From the entries below, output the line with "of the person's" and each following line up to and including the line with "of the mountain", exactly as written.

== Given records ==
◆ ◆ ◆

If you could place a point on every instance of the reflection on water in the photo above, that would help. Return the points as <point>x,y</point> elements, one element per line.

◆ ◆ ◆

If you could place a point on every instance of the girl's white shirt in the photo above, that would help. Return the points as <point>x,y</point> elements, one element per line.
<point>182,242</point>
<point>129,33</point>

◆ ◆ ◆

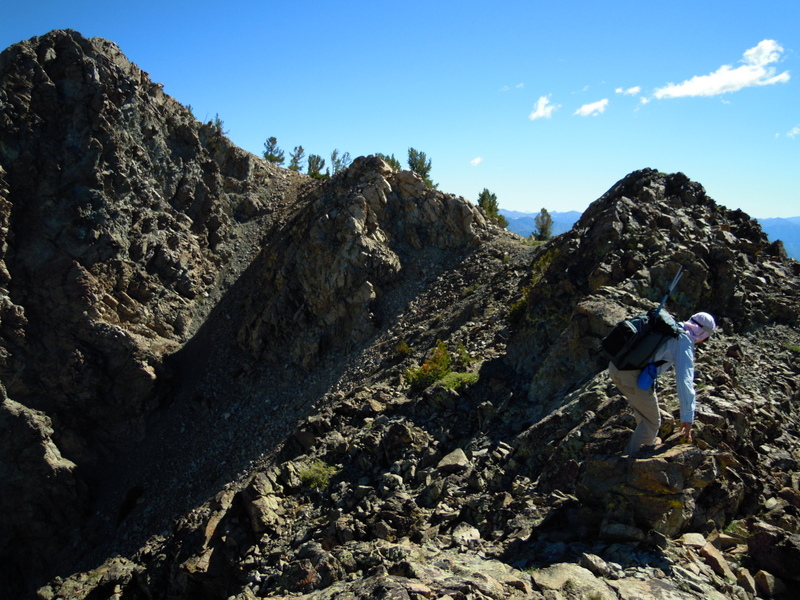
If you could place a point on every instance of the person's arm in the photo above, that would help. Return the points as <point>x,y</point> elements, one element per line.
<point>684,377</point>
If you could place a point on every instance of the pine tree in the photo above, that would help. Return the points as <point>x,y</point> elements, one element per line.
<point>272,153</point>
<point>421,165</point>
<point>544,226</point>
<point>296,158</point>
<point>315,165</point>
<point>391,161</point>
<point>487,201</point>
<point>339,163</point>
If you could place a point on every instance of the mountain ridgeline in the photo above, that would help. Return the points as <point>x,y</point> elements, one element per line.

◆ ◆ ◆

== Response to the exercise ==
If you could place a point on every instance of the person's arm in the photo above, that would help. Return the points as <point>x,y</point> elements, one element per line.
<point>684,377</point>
If you could place a point on every instance of the pine tree in the photo above, that would help. Return the points as <point>x,y</point> elements, one element per line.
<point>272,153</point>
<point>421,165</point>
<point>544,226</point>
<point>296,158</point>
<point>315,165</point>
<point>391,161</point>
<point>487,201</point>
<point>339,163</point>
If you could place a point on every instance of the mountain ridgeline in the photo above, that would help. Return the points as <point>x,y</point> elements, one element per line.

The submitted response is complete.